### CHALLENGE
Restate the records below word for word, and omit the images they hold.

Extracted data entries:
+ + + + +
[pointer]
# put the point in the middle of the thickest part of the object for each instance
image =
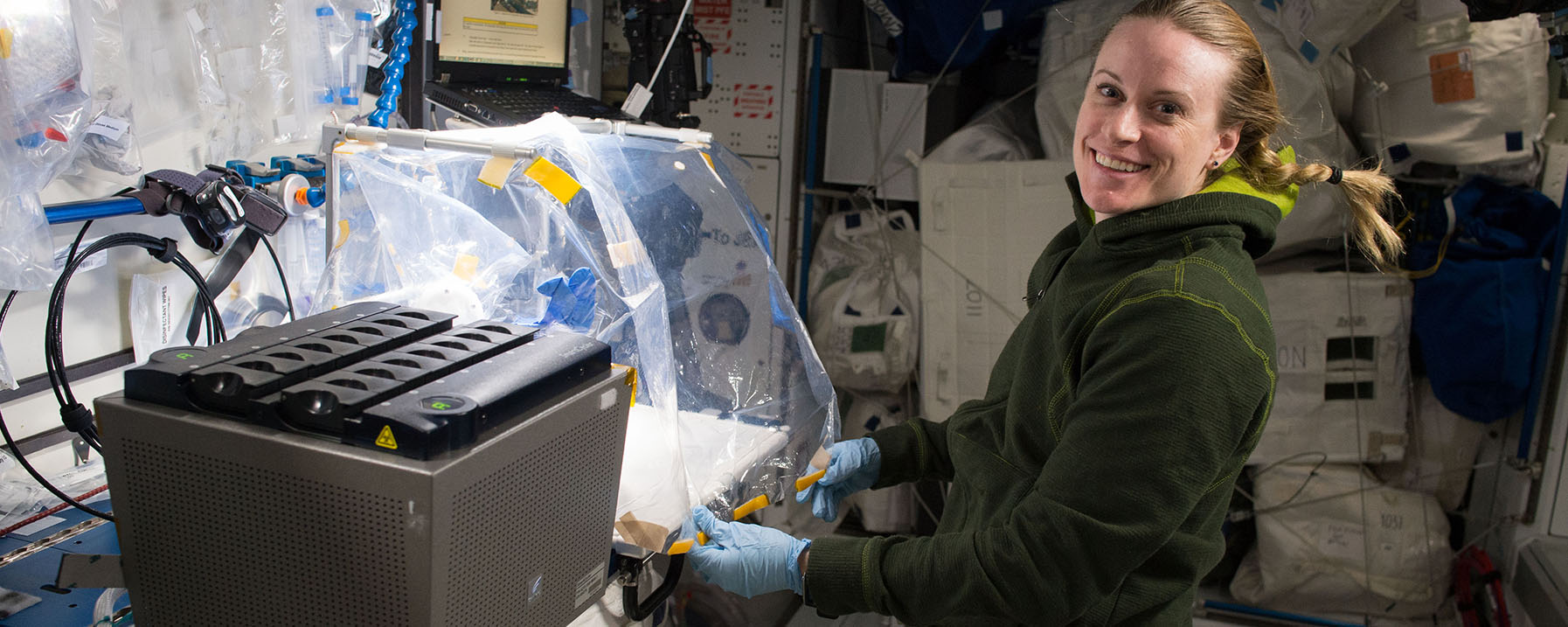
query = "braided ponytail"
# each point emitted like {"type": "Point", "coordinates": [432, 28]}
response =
{"type": "Point", "coordinates": [1366, 192]}
{"type": "Point", "coordinates": [1253, 104]}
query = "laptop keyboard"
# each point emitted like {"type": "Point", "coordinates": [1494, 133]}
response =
{"type": "Point", "coordinates": [529, 104]}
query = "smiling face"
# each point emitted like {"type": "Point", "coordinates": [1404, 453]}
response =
{"type": "Point", "coordinates": [1148, 129]}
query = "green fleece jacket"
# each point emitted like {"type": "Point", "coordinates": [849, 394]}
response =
{"type": "Point", "coordinates": [1090, 483]}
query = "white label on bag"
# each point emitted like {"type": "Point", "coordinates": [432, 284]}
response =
{"type": "Point", "coordinates": [637, 101]}
{"type": "Point", "coordinates": [108, 128]}
{"type": "Point", "coordinates": [993, 19]}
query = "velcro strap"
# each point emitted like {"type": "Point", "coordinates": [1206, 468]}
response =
{"type": "Point", "coordinates": [189, 184]}
{"type": "Point", "coordinates": [167, 253]}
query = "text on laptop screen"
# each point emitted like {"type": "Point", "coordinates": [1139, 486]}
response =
{"type": "Point", "coordinates": [503, 31]}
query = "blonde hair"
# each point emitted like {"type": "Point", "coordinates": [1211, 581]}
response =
{"type": "Point", "coordinates": [1253, 104]}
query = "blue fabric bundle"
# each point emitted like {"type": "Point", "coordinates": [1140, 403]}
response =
{"type": "Point", "coordinates": [1479, 316]}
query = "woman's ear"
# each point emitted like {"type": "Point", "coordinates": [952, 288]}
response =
{"type": "Point", "coordinates": [1228, 140]}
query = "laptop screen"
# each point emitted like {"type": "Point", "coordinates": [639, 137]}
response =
{"type": "Point", "coordinates": [519, 33]}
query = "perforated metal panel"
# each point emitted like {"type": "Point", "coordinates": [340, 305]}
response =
{"type": "Point", "coordinates": [531, 540]}
{"type": "Point", "coordinates": [304, 552]}
{"type": "Point", "coordinates": [226, 522]}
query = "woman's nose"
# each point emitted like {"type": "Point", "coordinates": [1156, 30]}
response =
{"type": "Point", "coordinates": [1123, 126]}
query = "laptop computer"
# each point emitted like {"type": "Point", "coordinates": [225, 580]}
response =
{"type": "Point", "coordinates": [503, 61]}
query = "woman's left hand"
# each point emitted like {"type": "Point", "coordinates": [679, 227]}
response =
{"type": "Point", "coordinates": [746, 560]}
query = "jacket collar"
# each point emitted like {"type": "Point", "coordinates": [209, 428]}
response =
{"type": "Point", "coordinates": [1236, 203]}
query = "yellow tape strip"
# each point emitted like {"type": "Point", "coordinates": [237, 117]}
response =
{"type": "Point", "coordinates": [709, 160]}
{"type": "Point", "coordinates": [554, 179]}
{"type": "Point", "coordinates": [805, 482]}
{"type": "Point", "coordinates": [342, 233]}
{"type": "Point", "coordinates": [496, 171]}
{"type": "Point", "coordinates": [631, 380]}
{"type": "Point", "coordinates": [350, 148]}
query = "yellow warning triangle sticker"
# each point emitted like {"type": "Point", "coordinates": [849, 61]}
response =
{"type": "Point", "coordinates": [385, 439]}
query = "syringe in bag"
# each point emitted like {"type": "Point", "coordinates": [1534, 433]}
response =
{"type": "Point", "coordinates": [357, 59]}
{"type": "Point", "coordinates": [327, 22]}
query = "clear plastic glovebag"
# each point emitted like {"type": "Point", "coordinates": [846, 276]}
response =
{"type": "Point", "coordinates": [731, 399]}
{"type": "Point", "coordinates": [43, 102]}
{"type": "Point", "coordinates": [418, 227]}
{"type": "Point", "coordinates": [753, 395]}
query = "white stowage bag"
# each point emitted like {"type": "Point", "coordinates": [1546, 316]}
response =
{"type": "Point", "coordinates": [1449, 91]}
{"type": "Point", "coordinates": [1441, 450]}
{"type": "Point", "coordinates": [999, 134]}
{"type": "Point", "coordinates": [866, 300]}
{"type": "Point", "coordinates": [888, 510]}
{"type": "Point", "coordinates": [1343, 362]}
{"type": "Point", "coordinates": [1311, 107]}
{"type": "Point", "coordinates": [1354, 546]}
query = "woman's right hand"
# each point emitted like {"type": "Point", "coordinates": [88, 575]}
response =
{"type": "Point", "coordinates": [852, 466]}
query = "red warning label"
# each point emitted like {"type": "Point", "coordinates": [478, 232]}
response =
{"type": "Point", "coordinates": [711, 8]}
{"type": "Point", "coordinates": [754, 101]}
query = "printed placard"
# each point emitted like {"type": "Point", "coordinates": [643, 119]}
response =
{"type": "Point", "coordinates": [1453, 79]}
{"type": "Point", "coordinates": [753, 101]}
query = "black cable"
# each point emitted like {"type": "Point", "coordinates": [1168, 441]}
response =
+ + + + +
### COMPLETE RESPONSE
[pointer]
# put the point in the middle of the thickest part of the object for each instance
image =
query = "braided ponytail"
# each point emitted like {"type": "Point", "coordinates": [432, 28]}
response =
{"type": "Point", "coordinates": [1366, 192]}
{"type": "Point", "coordinates": [1253, 104]}
query = "laptop keyboard"
# each point emitted like {"type": "Point", "coordinates": [1494, 133]}
response =
{"type": "Point", "coordinates": [529, 104]}
query = "smiling face"
# each point emitted like {"type": "Point", "coordinates": [1404, 453]}
response =
{"type": "Point", "coordinates": [1148, 129]}
query = "green fleece jacket"
# each point emitted like {"type": "Point", "coordinates": [849, 394]}
response =
{"type": "Point", "coordinates": [1090, 483]}
query = "white label on bag"
# each point emitted like {"type": "Point", "coordinates": [432, 284]}
response =
{"type": "Point", "coordinates": [637, 101]}
{"type": "Point", "coordinates": [108, 128]}
{"type": "Point", "coordinates": [993, 19]}
query = "velcro strap"
# each point emitted like {"type": "Point", "coordinates": [1206, 468]}
response =
{"type": "Point", "coordinates": [189, 184]}
{"type": "Point", "coordinates": [167, 253]}
query = "text on laptop screen"
# each point emitted like {"type": "Point", "coordinates": [1139, 486]}
response =
{"type": "Point", "coordinates": [503, 31]}
query = "blonde hair"
# each point emitted like {"type": "Point", "coordinates": [1211, 581]}
response =
{"type": "Point", "coordinates": [1253, 104]}
query = "blue fabric bundle"
# each point emitted like {"type": "Point", "coordinates": [1140, 403]}
response =
{"type": "Point", "coordinates": [1479, 316]}
query = "woman's ear"
# each point emitted like {"type": "Point", "coordinates": [952, 288]}
response =
{"type": "Point", "coordinates": [1228, 140]}
query = "laptop screen"
# each point emitted like {"type": "Point", "coordinates": [639, 137]}
response =
{"type": "Point", "coordinates": [519, 33]}
query = "perforated metal panel"
# each point emitted like {"type": "Point", "coordinates": [340, 305]}
response =
{"type": "Point", "coordinates": [531, 540]}
{"type": "Point", "coordinates": [304, 552]}
{"type": "Point", "coordinates": [226, 522]}
query = "woman's nose"
# each point emitted like {"type": "Point", "coordinates": [1156, 30]}
response =
{"type": "Point", "coordinates": [1123, 126]}
query = "laptop computer"
# each point emitted like {"type": "Point", "coordinates": [225, 580]}
response =
{"type": "Point", "coordinates": [503, 61]}
query = "woman's left hand"
# each point emitted like {"type": "Point", "coordinates": [679, 227]}
response =
{"type": "Point", "coordinates": [746, 560]}
query = "jacket collar"
# each point emitted like {"type": "Point", "coordinates": [209, 428]}
response =
{"type": "Point", "coordinates": [1236, 203]}
query = "yellow tape strip"
# each point emitted like {"type": "Point", "coordinates": [237, 117]}
response =
{"type": "Point", "coordinates": [709, 160]}
{"type": "Point", "coordinates": [554, 179]}
{"type": "Point", "coordinates": [805, 482]}
{"type": "Point", "coordinates": [342, 233]}
{"type": "Point", "coordinates": [496, 171]}
{"type": "Point", "coordinates": [631, 380]}
{"type": "Point", "coordinates": [350, 148]}
query = "yellow warning triangle sticker"
# each point emitted like {"type": "Point", "coordinates": [849, 61]}
response =
{"type": "Point", "coordinates": [385, 439]}
query = "syringe in bag"
# each point emitted like {"type": "Point", "coordinates": [1534, 433]}
response =
{"type": "Point", "coordinates": [357, 59]}
{"type": "Point", "coordinates": [327, 22]}
query = "clear plastic glovebag"
# each point emitted like {"type": "Point", "coordinates": [846, 276]}
response =
{"type": "Point", "coordinates": [731, 399]}
{"type": "Point", "coordinates": [43, 102]}
{"type": "Point", "coordinates": [418, 227]}
{"type": "Point", "coordinates": [753, 395]}
query = "white stowage bag"
# each point emitted like {"type": "Point", "coordinates": [1546, 316]}
response =
{"type": "Point", "coordinates": [1449, 91]}
{"type": "Point", "coordinates": [1441, 450]}
{"type": "Point", "coordinates": [999, 134]}
{"type": "Point", "coordinates": [866, 300]}
{"type": "Point", "coordinates": [888, 510]}
{"type": "Point", "coordinates": [1343, 362]}
{"type": "Point", "coordinates": [1311, 107]}
{"type": "Point", "coordinates": [1354, 546]}
query = "woman's right hand"
# each point emitted like {"type": "Point", "coordinates": [88, 575]}
response =
{"type": "Point", "coordinates": [852, 466]}
query = "red warning label"
# each point emitted like {"type": "Point", "coordinates": [478, 232]}
response =
{"type": "Point", "coordinates": [711, 8]}
{"type": "Point", "coordinates": [754, 101]}
query = "printed placard"
# each point emitted like {"type": "Point", "coordinates": [643, 119]}
response =
{"type": "Point", "coordinates": [1453, 79]}
{"type": "Point", "coordinates": [753, 101]}
query = "black cable"
# each point emitted like {"type": "Point", "coordinates": [1168, 441]}
response =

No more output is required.